[Lines excerpted from a collection]
+++++

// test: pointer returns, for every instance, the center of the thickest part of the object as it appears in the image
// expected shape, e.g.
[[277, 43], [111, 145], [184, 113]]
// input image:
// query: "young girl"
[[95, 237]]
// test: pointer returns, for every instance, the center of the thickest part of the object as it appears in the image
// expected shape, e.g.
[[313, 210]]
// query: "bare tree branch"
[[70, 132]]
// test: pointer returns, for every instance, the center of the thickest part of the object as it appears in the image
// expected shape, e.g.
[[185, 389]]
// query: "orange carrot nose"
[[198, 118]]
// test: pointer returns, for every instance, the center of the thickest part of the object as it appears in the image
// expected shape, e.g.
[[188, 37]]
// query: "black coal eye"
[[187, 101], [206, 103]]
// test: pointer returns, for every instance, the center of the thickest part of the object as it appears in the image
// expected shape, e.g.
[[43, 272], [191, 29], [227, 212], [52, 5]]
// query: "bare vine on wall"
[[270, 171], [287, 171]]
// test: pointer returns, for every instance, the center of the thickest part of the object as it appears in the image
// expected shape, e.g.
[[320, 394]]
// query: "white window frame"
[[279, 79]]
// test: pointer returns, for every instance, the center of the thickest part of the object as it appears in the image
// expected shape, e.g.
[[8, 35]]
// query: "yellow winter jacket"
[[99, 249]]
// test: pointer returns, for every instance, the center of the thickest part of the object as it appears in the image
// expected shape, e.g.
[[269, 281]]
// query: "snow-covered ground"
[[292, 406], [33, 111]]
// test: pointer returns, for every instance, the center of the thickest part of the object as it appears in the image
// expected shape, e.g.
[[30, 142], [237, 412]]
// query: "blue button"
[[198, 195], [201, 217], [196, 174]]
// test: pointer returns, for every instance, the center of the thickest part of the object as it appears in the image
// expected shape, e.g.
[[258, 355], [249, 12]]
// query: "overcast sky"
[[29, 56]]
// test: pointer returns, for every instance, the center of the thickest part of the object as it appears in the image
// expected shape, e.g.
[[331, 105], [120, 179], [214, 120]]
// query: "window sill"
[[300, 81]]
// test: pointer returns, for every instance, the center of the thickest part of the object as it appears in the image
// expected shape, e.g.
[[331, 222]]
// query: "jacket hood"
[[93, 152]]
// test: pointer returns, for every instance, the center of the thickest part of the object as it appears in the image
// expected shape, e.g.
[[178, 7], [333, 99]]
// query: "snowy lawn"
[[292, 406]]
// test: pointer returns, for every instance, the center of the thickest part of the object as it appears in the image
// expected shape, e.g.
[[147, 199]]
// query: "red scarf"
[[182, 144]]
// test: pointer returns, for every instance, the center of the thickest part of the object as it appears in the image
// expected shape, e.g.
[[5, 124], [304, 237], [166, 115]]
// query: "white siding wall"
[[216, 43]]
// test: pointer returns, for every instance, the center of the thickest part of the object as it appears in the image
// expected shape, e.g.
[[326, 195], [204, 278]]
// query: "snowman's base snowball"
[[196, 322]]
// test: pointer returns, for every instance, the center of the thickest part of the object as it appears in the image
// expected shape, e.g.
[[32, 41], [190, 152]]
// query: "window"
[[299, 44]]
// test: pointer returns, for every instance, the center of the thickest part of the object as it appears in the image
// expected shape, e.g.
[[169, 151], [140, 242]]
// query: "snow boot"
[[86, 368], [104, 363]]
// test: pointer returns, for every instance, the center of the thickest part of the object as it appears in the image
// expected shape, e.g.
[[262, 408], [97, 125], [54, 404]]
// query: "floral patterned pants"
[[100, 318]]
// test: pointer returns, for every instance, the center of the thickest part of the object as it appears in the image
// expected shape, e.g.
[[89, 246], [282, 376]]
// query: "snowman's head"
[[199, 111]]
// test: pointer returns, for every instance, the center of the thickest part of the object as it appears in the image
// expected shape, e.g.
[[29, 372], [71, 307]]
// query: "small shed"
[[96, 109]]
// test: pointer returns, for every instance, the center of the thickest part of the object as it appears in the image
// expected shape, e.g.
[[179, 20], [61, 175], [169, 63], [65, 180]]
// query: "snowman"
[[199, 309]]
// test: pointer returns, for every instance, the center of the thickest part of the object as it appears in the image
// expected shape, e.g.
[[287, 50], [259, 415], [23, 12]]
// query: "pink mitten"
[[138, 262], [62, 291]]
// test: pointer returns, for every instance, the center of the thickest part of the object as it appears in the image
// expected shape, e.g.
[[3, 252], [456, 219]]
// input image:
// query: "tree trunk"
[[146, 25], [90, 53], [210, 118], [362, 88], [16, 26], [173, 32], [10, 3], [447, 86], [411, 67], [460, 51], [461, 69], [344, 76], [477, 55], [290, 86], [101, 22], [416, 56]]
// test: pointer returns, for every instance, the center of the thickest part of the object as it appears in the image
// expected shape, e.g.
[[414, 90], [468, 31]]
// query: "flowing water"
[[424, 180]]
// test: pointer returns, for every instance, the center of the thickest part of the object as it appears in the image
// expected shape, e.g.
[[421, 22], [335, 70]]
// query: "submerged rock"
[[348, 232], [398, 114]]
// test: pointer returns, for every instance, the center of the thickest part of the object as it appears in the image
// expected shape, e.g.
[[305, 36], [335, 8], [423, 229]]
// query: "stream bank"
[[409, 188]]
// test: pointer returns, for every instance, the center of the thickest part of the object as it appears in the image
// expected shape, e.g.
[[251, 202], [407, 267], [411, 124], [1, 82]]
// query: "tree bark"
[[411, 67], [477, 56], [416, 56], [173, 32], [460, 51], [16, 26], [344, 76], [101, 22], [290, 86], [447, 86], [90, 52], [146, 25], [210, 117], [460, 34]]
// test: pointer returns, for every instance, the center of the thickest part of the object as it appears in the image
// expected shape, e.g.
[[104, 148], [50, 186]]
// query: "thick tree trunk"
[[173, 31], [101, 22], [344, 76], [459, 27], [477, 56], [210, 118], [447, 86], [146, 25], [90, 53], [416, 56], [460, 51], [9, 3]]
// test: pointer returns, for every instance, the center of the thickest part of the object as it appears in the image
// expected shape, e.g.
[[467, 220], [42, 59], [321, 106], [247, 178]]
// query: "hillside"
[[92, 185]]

+++++

Return all of the lines above, copied character for character.

// test: pointer returns, for every instance, the center of the thickest part of the object as it appears in the image
// expected shape, e.g.
[[277, 43], [111, 145], [184, 113]]
// input image:
// query: "young girl"
[[95, 237]]
// test: pointer returns, for every instance, the center of the thickest part of the object as it appears in the image
// expected shape, e.g.
[[313, 210]]
// query: "bare tree branch"
[[70, 132]]
// test: pointer returns, for every instance, the center of the thickest part of the object as it appears in the image
// expected shape, e.g.
[[185, 389]]
// query: "orange carrot nose"
[[198, 118]]
// test: pointer returns, for every instance, the center of the thickest part of the object as it appears in the image
// expected shape, e.g.
[[188, 37]]
// query: "black coal eye"
[[187, 101], [206, 103]]
// test: pointer returns, for every instance, the center of the thickest part of the object as it appears in the image
// expected shape, e.g.
[[43, 272], [191, 29], [227, 212], [52, 5]]
// query: "bare vine on wall"
[[270, 171], [287, 171]]
// test: pointer returns, for every instance, the center of the thickest part of the object as it appears in the image
// expected shape, e.g.
[[320, 394]]
// query: "white window frame"
[[279, 79]]
// test: pointer returns, for every instance, the center of the thickest part of the object as it appears in the image
// expected shape, e.g.
[[8, 35]]
// query: "yellow winter jacket"
[[99, 249]]
// test: pointer returns, for every instance, the center of the thickest part of the object as it appears in the image
// expected shape, e.g.
[[269, 281]]
// query: "snow-covered ground"
[[292, 406], [33, 111]]
// test: pointer returns, for every instance, the center of the thickest part of the object as it appears in the image
// expected shape, e.g.
[[30, 142], [237, 412]]
// query: "blue button"
[[198, 195], [201, 217], [196, 174]]
// test: pointer returns, for every instance, the center of the thickest part of the object as it appears in the image
// expected shape, e.g.
[[258, 355], [249, 12]]
// query: "overcast sky"
[[29, 56]]
// test: pointer returns, for every instance, the center of the thickest part of the object as it appears in the image
// expected shape, e.g.
[[331, 105], [120, 179], [214, 120]]
// query: "window sill"
[[300, 81]]
// test: pointer returns, for every instance, the center of the thickest part of the object as it appears in the image
// expected shape, e.g.
[[331, 222]]
// query: "jacket hood"
[[93, 152]]
// test: pointer returns, for every instance, the center of the thickest part of the object as it appears in the image
// expected shape, e.g.
[[178, 7], [333, 99]]
// query: "snowy lawn"
[[292, 406]]
// test: pointer returns, for every instance, the center of the thickest part of the object as it appears in the image
// expected shape, e.g.
[[147, 199]]
// query: "red scarf"
[[182, 144]]
// test: pointer returns, for every instance, the center of the thickest part of the object as it appears in the image
// expected shape, e.g.
[[5, 124], [304, 237], [166, 115]]
// query: "white siding wall"
[[216, 43]]
// test: pointer returns, for every instance, the center of the thickest part of the object as it appears in the image
// expected shape, e.g.
[[326, 195], [204, 278]]
// query: "snowman's base snowball"
[[196, 322]]
// test: pointer returns, for every instance, the center of the thickest part of the object as it appears in the image
// expected shape, e.g.
[[32, 41], [190, 152]]
// query: "window"
[[299, 44]]
// test: pointer returns, for every instance, the center of the thickest part of the object as it appears in the image
// expected shape, e.g.
[[169, 151], [140, 242]]
// query: "snow boot"
[[86, 368], [104, 363]]
// test: pointer returns, for every instance, the center of the thickest part of the object as it appears in the image
// expected shape, e.g.
[[262, 408], [97, 125], [54, 404]]
// query: "floral patterned pants"
[[100, 318]]
// test: pointer returns, for every instance, the center of the thickest part of the object as it appears in the image
// expected shape, e.g.
[[89, 246], [282, 376]]
// query: "snowman's head"
[[199, 111]]
// test: pointer returns, for every instance, the center of the thickest part of the object as it appears in the image
// expected shape, e.g.
[[29, 372], [71, 307]]
// query: "small shed"
[[96, 109]]
// test: pointer returns, for every instance, the center of the thickest part of the object as it appears in the image
// expected shape, e.g.
[[179, 20], [61, 175], [169, 63], [65, 180]]
// query: "snowman"
[[199, 309]]
// test: pointer returns, for every instance, the center of the thickest part of the object as it appears in the image
// expected shape, e.g.
[[287, 50], [259, 415], [23, 12]]
// query: "pink mitten"
[[138, 262], [62, 291]]
// test: pointer returns, for every instance, the center of the thickest part of the object as it appears in the image
// expected shape, e.g.
[[3, 252], [456, 219]]
// input image:
// query: "tree trunk"
[[146, 25], [90, 53], [210, 118], [362, 88], [16, 26], [173, 32], [10, 3], [447, 86], [411, 67], [460, 51], [461, 69], [344, 76], [477, 55], [290, 86], [101, 22], [416, 56]]
// test: pointer returns, for every instance, the center of the thickest part of the object as it appears in the image
// expected shape, e.g.
[[414, 90], [468, 31]]
// query: "flowing water"
[[424, 180]]
// test: pointer returns, for every instance, the center of the thickest part of the object as it appears in the image
// expected shape, e.g.
[[421, 22], [335, 70]]
// query: "submerged rock"
[[348, 232], [398, 114]]
// test: pointer returns, for every instance, the center of the thickest part of the object as it appears in the image
// expected shape, e.g.
[[305, 36], [335, 8], [423, 229]]
// query: "stream bank"
[[409, 188]]
// test: pointer returns, for every instance, the center of the thickest part of the object as it appears in the image
// expected shape, e.g.
[[251, 202], [407, 267], [411, 124], [1, 82]]
// query: "tree bark"
[[411, 67], [477, 56], [416, 56], [173, 32], [460, 51], [16, 26], [344, 76], [101, 22], [290, 86], [447, 86], [90, 52], [146, 25], [210, 117], [460, 34]]
// test: pointer returns, for every instance, the center of the thickest part of the object as it appears in the image
// expected shape, e.g.
[[104, 148], [50, 186]]
// query: "thick tree trunk"
[[173, 31], [101, 22], [344, 76], [459, 27], [477, 56], [210, 118], [447, 86], [146, 25], [90, 53], [416, 56], [460, 51], [9, 3]]
// test: pointer returns, for every instance, the center of the thickest part of the object as it appears in the image
// expected shape, e.g.
[[467, 220], [42, 59], [321, 106], [247, 178]]
// query: "hillside"
[[92, 185]]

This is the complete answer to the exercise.